— begin DATA RECORDS —
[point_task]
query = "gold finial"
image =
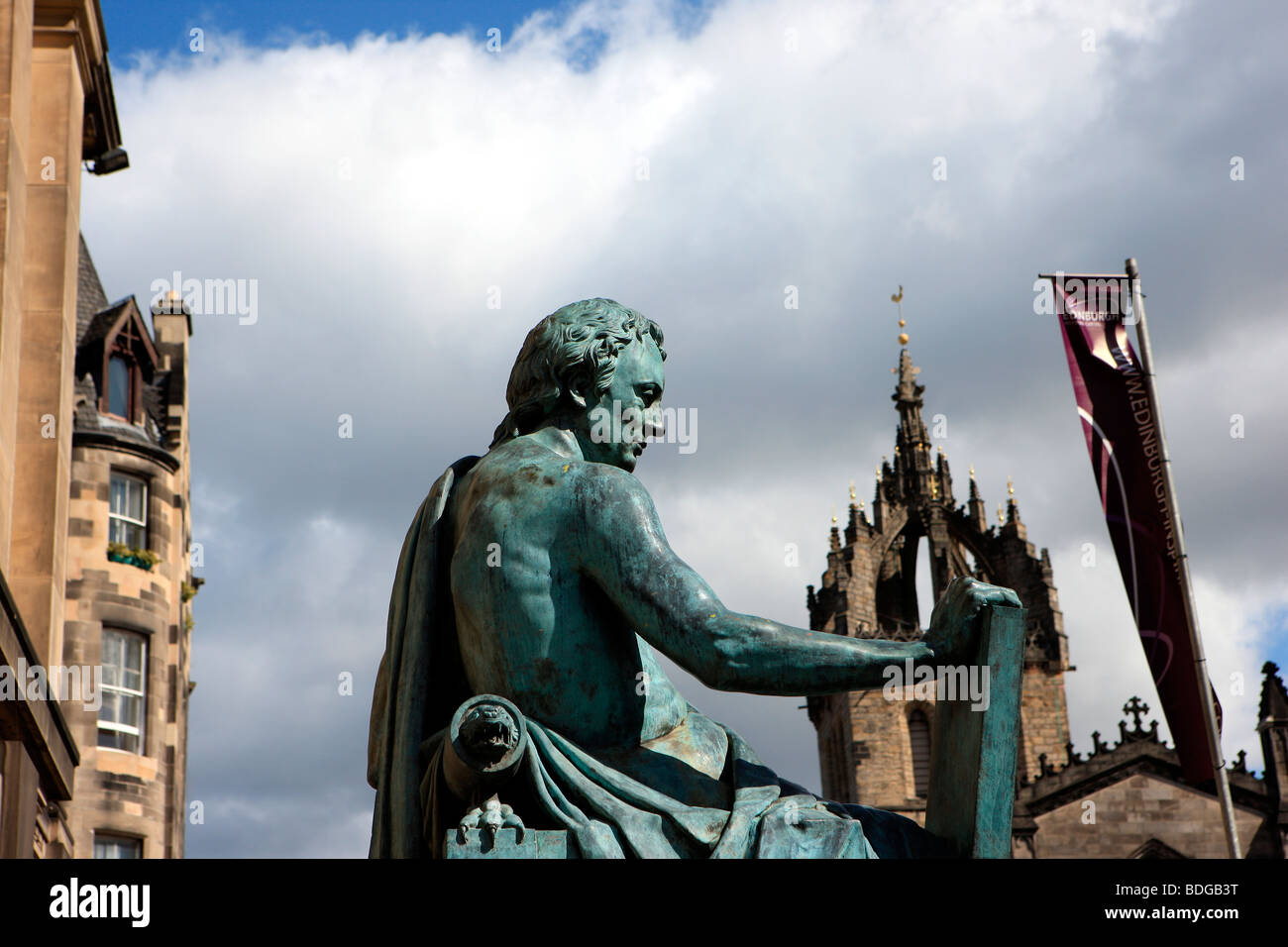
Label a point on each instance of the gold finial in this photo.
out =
(897, 298)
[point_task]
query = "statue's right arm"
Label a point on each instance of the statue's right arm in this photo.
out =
(622, 548)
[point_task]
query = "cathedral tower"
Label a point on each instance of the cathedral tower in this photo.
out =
(877, 751)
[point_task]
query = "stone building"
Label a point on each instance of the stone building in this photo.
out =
(55, 111)
(129, 575)
(877, 751)
(94, 479)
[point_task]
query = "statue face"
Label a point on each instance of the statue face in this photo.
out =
(617, 424)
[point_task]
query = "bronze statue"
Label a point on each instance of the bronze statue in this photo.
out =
(540, 574)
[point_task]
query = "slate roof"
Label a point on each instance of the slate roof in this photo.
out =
(90, 298)
(94, 318)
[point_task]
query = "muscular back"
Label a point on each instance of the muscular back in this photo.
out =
(535, 626)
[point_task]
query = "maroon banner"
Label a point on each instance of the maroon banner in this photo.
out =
(1120, 419)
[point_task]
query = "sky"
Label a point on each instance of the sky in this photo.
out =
(402, 195)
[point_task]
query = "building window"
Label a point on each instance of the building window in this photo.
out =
(918, 735)
(119, 386)
(128, 515)
(117, 847)
(120, 719)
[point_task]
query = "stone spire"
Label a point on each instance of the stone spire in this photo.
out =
(978, 513)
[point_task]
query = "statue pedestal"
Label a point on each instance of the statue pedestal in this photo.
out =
(973, 751)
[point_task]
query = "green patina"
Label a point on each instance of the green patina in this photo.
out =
(540, 574)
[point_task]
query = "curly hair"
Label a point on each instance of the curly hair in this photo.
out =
(579, 343)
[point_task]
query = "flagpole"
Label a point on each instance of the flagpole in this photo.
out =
(1214, 735)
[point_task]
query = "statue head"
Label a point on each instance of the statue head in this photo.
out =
(581, 368)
— end DATA RECORDS —
EXERCISE BRIEF – Please pick out every line of the records above that contains the word "maroon". Treat uppercase and lowercase letters as different.

ANSWER IN FULL –
query = "maroon banner"
Label a point on each instance of the maroon banner in this photo.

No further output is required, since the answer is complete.